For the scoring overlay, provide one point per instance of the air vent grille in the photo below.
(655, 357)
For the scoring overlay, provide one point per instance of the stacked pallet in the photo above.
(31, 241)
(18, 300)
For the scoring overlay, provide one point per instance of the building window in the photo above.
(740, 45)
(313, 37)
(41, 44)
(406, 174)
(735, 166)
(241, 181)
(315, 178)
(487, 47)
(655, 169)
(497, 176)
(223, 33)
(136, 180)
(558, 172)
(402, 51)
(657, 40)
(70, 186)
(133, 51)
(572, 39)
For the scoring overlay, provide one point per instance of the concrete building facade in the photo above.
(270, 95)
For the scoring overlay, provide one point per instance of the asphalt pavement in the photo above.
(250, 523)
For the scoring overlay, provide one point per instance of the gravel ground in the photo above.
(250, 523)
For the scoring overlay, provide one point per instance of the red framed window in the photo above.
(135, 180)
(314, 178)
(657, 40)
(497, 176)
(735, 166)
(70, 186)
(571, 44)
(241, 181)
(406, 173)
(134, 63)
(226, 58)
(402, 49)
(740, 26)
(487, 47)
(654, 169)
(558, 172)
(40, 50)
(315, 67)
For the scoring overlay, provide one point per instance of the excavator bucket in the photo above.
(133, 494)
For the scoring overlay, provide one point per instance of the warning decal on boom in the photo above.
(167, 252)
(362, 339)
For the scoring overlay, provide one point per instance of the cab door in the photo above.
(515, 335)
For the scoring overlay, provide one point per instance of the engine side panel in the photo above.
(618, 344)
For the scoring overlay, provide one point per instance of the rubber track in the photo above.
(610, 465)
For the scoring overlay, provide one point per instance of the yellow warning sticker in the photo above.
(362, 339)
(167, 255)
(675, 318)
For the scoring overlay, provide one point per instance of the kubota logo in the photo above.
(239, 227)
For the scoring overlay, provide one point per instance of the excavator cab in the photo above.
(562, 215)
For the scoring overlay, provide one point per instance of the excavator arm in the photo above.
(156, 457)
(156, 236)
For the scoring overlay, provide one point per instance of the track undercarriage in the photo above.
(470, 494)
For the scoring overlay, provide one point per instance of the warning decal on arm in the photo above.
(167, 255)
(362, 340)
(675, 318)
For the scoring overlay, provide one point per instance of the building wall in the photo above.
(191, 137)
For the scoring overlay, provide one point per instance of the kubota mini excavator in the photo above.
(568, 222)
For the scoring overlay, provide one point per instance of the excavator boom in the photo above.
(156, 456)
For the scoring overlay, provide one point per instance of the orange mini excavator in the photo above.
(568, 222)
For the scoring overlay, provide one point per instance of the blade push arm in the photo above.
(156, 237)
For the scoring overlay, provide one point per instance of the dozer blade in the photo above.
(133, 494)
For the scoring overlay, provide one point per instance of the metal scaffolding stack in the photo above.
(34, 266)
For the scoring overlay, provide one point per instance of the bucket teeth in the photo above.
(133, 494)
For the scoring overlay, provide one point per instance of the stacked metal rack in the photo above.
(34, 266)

-.-.-

__Directions__: Retype the listing above without any changes, from the line containing "kubota mini excavator in the photo above." down to the end of the listing, including both of those lines.

__Solution for this task__:
For the scoring overlay, provide one point per instance of the kubota mini excavator in the photo above.
(568, 222)
For the scoring overlay, provide one point per instance of the excavator boom in the photo above.
(156, 456)
For the scoring overlay, provide one point per instance of the orange mini excavator in the photo above.
(568, 222)
For the scoring overlay, provide one point per instance of the blade push arm in the photo above.
(156, 237)
For the scoring overlay, provide one point per instance of the dozer blade in the photo above.
(133, 494)
For the scoring overlay, provide one point per instance of the metal scaffolding stack in the photo above.
(34, 266)
For the scoring overlay, provide one point per instance of the bucket teeth in the photo above.
(133, 494)
For the scoring overlay, provide one point per instance of the stacked metal rack in the photo above.
(34, 266)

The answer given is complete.